(Extracted data entries)
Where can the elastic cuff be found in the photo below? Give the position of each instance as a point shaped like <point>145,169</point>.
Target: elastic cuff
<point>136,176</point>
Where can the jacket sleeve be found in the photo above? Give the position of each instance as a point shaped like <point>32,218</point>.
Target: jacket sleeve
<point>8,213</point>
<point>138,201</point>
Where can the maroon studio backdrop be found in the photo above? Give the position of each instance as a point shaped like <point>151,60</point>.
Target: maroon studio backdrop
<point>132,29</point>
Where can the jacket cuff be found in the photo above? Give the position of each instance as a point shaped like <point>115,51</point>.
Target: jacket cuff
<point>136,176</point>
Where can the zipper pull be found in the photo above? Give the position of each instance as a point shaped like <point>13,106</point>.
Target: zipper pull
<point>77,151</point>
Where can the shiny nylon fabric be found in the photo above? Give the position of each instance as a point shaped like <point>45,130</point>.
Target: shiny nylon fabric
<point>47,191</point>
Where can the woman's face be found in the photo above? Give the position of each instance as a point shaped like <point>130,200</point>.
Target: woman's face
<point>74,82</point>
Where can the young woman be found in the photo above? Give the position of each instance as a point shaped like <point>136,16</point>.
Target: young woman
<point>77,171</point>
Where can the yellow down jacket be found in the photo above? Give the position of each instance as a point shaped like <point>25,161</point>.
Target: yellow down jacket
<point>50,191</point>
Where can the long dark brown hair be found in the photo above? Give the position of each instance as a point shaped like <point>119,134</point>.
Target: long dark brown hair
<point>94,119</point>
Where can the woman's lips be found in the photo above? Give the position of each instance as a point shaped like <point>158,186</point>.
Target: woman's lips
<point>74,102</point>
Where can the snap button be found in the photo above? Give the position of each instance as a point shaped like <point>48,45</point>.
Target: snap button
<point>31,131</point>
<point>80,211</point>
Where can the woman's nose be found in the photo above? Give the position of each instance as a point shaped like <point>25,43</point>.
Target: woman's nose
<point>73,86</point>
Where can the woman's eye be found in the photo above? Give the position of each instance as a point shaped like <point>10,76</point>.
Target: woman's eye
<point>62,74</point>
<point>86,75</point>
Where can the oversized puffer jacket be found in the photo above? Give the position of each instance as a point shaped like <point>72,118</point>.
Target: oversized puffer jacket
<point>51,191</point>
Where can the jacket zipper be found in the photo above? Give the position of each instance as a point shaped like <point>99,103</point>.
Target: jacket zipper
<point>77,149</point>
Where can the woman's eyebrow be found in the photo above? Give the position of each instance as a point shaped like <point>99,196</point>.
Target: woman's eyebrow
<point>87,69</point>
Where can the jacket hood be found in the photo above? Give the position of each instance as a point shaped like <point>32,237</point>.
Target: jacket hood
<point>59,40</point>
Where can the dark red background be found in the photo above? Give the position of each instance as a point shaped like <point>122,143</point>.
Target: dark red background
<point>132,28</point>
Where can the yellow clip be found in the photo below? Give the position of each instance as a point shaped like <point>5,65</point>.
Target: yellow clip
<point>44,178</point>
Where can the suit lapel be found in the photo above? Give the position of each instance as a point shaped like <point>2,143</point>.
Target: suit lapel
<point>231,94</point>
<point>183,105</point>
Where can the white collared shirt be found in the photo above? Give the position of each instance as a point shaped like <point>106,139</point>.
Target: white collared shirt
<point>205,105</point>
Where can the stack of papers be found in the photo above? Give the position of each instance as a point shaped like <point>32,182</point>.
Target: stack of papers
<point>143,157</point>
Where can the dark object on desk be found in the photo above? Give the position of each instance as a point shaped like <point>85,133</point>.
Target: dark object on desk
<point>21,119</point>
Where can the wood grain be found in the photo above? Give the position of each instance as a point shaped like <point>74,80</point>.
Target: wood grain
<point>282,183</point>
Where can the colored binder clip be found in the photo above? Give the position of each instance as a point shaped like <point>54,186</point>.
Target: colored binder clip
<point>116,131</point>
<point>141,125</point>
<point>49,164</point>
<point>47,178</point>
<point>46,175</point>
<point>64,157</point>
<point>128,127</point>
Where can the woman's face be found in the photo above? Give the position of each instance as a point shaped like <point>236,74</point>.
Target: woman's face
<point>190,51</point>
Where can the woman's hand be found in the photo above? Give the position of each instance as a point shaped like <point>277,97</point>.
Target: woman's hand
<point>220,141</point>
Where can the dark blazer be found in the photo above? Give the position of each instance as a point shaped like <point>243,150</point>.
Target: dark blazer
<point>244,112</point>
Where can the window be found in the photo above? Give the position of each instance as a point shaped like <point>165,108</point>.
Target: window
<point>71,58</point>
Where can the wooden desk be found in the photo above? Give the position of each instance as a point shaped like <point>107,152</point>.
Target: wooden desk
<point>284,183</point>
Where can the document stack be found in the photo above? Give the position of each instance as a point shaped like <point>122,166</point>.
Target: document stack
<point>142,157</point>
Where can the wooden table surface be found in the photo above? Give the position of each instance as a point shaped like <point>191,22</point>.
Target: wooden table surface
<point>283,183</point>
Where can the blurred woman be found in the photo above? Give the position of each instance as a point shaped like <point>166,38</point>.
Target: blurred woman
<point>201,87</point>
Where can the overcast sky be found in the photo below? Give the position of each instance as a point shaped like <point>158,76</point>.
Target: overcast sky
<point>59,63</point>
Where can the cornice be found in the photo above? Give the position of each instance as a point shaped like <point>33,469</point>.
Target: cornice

__JOB__. Copy out every line from the one that has "Where can the yellow clip" through the one that has "<point>44,178</point>", both included. In the answer points, multiply each coordinate by 1.8 and round to a whole number, rounding halves up; leave all other numbers, including the sample point coordinates, as they are.

__ANSWER IN FULL__.
Where can the yellow clip be found in the photo below? Give the position of each instance as a point shaped like <point>5,65</point>.
Target: yellow clip
<point>79,320</point>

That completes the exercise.